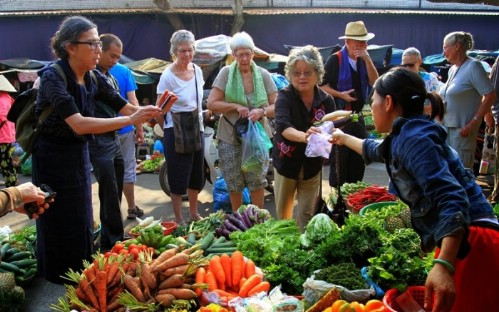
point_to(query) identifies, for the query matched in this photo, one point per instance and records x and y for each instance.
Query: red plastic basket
(417, 292)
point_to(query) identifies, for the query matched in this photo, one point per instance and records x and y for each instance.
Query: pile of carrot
(230, 277)
(167, 278)
(101, 283)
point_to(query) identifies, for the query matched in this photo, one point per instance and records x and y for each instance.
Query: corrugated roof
(248, 11)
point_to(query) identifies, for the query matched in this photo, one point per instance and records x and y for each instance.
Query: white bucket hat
(5, 85)
(357, 31)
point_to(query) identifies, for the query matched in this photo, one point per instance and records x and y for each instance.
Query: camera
(32, 207)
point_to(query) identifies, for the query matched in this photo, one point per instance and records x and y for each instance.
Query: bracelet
(446, 264)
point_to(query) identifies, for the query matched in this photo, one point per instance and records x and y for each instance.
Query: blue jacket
(428, 175)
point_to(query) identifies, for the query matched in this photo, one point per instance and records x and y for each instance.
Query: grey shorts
(127, 141)
(230, 166)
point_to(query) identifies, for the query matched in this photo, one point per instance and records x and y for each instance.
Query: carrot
(200, 278)
(241, 282)
(218, 270)
(100, 285)
(165, 255)
(175, 261)
(81, 294)
(249, 268)
(89, 292)
(180, 293)
(165, 299)
(113, 269)
(237, 266)
(251, 282)
(134, 288)
(147, 276)
(262, 286)
(176, 280)
(211, 280)
(177, 270)
(227, 267)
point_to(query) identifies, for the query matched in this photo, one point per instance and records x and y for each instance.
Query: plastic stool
(142, 151)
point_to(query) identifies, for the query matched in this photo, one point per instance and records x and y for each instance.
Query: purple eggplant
■ ■ ■ ■ ■
▸ **STATED EXERCISE**
Lay out every line of the listing above as a JSON list of strings, one string per line, leaving out blank lines and the pictures.

▸ **EXPECTED ANSWER**
[
  "point_to(query) identifies, for the query matched in this photo, one point per instance and records x and y for each instance.",
  "Query: red plastic basket",
  "(417, 292)",
  "point_to(query) identifies, for the query matched in this photo, one point per instance and records x and y for each instance.",
  "Query: pile of carrot",
  "(230, 277)",
  "(167, 278)",
  "(101, 283)",
  "point_to(query) identifies, for the query matched in this photo, one point per instance and records x and y for each instance.",
  "Query: corrugated roof",
  "(248, 11)",
  "point_to(query) identifies, for the query matched in this photo, one point per instance and records x and y for each instance.",
  "Query: white bucket hat",
  "(5, 85)",
  "(357, 31)",
  "point_to(query) identifies, for the query matched in this photo, one point per instance and records x and y for each instance.",
  "Query: camera",
  "(32, 207)",
  "point_to(query) identifies, for the query matched in this photo, one point per instance and records x and y for each instance.",
  "Query: bracelet",
  "(446, 264)",
  "point_to(query) identifies, for the query matched in this photo, one point per instance and records x and y for each instance.",
  "Query: blue jacket",
  "(428, 175)",
  "point_to(query) identifies, for the query matched in this photo, one point per instance and records x and y for each instance.",
  "Query: grey shorts",
  "(127, 141)",
  "(230, 166)",
  "point_to(query) identifies, for the query matched in this photo, one point per instance and records x and y for each instance.",
  "Query: carrot",
  "(200, 278)",
  "(241, 282)",
  "(218, 270)",
  "(100, 285)",
  "(165, 255)",
  "(175, 261)",
  "(81, 294)",
  "(249, 268)",
  "(89, 292)",
  "(180, 293)",
  "(165, 299)",
  "(113, 269)",
  "(237, 266)",
  "(251, 282)",
  "(134, 288)",
  "(147, 276)",
  "(262, 286)",
  "(176, 280)",
  "(211, 280)",
  "(177, 270)",
  "(227, 267)",
  "point_to(query) identifies, for the query matched in this photo, one point per instance and records x and y for each instance.",
  "Query: plastic stool",
  "(142, 151)",
  "point_to(query) identifies, for the query matched in this photo, one point per instance and records x and y for each instance.",
  "Query: purple eggplant"
]